** Goal **
Repeat exactly the lines of the listing from the line containing "Mark every instance of the woman in" through its last line, and nothing beyond them.

Point-based annotation data:
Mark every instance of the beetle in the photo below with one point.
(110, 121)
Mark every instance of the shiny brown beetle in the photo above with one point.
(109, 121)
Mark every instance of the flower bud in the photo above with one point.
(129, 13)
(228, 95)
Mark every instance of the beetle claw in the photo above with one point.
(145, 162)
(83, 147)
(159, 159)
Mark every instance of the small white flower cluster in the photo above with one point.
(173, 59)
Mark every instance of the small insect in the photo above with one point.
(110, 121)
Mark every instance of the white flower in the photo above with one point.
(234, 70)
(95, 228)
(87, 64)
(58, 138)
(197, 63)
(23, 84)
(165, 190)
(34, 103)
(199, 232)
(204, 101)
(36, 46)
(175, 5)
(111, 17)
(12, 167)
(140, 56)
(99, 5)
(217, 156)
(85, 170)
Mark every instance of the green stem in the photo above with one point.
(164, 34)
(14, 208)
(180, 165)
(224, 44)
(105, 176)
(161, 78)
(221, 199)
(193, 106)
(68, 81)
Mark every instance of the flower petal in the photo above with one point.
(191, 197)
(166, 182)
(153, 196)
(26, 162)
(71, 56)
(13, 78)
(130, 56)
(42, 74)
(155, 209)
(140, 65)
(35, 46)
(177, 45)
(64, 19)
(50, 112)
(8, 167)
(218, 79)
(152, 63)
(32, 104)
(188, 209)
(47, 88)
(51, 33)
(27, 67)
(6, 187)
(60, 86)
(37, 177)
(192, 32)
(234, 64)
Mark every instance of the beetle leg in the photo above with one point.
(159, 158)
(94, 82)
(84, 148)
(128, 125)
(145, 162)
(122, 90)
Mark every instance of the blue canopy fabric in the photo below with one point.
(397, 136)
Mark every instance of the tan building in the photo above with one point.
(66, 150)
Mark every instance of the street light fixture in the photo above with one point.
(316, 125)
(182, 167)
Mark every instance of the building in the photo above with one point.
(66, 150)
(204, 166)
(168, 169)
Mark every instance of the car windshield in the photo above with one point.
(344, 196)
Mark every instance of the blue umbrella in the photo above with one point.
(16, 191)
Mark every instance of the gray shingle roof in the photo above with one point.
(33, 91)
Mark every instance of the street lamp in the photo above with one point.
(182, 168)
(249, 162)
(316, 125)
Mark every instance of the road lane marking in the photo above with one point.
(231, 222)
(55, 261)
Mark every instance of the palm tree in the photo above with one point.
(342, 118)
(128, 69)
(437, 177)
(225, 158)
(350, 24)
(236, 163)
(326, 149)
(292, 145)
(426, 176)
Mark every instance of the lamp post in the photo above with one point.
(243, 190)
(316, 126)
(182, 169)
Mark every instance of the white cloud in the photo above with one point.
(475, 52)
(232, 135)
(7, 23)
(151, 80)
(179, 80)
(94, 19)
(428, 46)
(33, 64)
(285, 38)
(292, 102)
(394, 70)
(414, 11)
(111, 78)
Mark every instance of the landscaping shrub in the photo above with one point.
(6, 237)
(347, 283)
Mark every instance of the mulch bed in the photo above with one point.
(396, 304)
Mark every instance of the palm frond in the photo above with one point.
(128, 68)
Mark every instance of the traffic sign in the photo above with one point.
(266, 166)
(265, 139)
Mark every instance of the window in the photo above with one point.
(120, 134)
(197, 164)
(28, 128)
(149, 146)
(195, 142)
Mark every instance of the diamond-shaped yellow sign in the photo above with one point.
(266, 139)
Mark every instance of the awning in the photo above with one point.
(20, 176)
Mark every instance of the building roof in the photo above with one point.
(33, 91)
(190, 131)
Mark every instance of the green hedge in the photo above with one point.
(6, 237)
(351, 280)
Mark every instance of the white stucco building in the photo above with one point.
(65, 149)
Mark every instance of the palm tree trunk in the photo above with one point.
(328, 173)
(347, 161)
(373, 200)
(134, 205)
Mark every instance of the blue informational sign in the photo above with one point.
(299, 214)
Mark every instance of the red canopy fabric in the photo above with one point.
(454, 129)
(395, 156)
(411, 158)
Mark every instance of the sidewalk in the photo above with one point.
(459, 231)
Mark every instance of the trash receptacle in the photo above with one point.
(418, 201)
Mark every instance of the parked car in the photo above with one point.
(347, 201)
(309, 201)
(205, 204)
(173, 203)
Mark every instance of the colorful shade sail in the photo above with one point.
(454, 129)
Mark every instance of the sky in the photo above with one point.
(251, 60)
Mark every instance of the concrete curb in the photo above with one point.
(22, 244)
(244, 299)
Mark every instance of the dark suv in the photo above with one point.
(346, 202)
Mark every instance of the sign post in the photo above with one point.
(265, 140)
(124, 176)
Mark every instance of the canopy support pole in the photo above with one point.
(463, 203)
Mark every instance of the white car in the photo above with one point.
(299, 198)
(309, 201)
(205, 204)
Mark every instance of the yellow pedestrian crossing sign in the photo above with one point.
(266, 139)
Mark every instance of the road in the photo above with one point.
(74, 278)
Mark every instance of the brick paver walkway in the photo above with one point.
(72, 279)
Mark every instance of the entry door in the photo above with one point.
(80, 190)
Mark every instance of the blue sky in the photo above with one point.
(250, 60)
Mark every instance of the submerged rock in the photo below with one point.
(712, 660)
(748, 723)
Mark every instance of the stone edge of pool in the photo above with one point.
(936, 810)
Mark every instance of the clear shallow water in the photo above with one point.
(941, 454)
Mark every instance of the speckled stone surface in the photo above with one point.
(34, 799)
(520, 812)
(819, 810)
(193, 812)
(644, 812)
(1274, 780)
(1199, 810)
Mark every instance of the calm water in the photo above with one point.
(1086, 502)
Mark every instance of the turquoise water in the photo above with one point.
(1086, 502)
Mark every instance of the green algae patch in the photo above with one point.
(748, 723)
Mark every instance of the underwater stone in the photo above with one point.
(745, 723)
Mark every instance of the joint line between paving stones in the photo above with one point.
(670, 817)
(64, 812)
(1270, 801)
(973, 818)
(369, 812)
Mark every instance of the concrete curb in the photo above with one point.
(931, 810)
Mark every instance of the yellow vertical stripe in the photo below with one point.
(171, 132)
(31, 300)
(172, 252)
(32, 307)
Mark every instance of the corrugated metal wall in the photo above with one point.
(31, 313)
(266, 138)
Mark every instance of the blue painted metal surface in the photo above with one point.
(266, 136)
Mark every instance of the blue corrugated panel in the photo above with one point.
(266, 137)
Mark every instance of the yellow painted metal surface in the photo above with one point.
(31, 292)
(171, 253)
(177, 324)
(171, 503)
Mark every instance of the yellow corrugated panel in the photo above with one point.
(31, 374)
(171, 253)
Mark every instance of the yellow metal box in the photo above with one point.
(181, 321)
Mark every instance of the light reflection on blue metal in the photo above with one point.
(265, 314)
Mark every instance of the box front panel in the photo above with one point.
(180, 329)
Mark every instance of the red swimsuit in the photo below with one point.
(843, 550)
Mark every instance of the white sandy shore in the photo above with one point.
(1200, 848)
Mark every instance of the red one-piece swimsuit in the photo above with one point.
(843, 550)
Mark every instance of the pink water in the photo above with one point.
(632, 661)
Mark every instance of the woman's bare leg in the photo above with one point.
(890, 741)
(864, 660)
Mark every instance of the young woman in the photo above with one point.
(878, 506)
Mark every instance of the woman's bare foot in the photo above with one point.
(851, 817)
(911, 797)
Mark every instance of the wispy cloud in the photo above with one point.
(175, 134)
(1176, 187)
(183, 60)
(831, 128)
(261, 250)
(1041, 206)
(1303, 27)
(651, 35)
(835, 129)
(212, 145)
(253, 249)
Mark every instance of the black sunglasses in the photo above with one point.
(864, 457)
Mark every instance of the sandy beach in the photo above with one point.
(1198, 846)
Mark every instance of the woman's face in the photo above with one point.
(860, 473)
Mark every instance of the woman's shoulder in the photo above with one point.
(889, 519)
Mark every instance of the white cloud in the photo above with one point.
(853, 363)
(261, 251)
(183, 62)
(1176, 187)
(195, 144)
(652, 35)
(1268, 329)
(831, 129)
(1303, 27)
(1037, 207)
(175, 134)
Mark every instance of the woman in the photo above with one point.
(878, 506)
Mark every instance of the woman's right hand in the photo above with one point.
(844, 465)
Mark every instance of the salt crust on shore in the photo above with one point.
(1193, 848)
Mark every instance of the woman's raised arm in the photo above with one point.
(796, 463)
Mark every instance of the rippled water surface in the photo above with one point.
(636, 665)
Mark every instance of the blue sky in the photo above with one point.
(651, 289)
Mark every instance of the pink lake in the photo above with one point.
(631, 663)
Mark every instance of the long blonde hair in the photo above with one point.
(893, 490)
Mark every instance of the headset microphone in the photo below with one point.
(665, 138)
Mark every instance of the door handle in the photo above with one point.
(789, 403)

** Result of the exercise **
Mark every instance of the woman in the photo above with one point.
(878, 506)
Mark every instance of the woman's right hand in the photo above with one point.
(844, 465)
Mark every instance of the salt crust on shore in the photo above with one point.
(1193, 848)
Mark every instance of the woman's raised arm in the photo above with one point.
(796, 463)
Mark every instance of the rippled water surface in the photo above with one point.
(636, 665)
Mark every instance of the blue sky in the photo above with one point.
(651, 289)
Mark every instance of the pink lake in the photo above with one point.
(631, 663)
Mark every instance of the long blonde hair in the photo above with one point.
(893, 490)
Mark every instance of the headset microphone in the photo below with one point.
(665, 138)
Mark every instance of the door handle in the photo above with one point.
(789, 403)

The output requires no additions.